- [AIM OF THE TASK]
Render every line of the records below as a numbered list, leaving out any blank lines.

- [INFORMATION GIVEN]
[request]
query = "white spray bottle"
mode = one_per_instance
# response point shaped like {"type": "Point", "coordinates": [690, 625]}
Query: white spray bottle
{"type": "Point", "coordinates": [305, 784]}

- [ANSWER TO THE EXERCISE]
1. [request]
2. query = "white spray bottle"
3. mode = one_per_instance
4. # response point shaped like {"type": "Point", "coordinates": [690, 625]}
5. Query: white spray bottle
6. {"type": "Point", "coordinates": [305, 784]}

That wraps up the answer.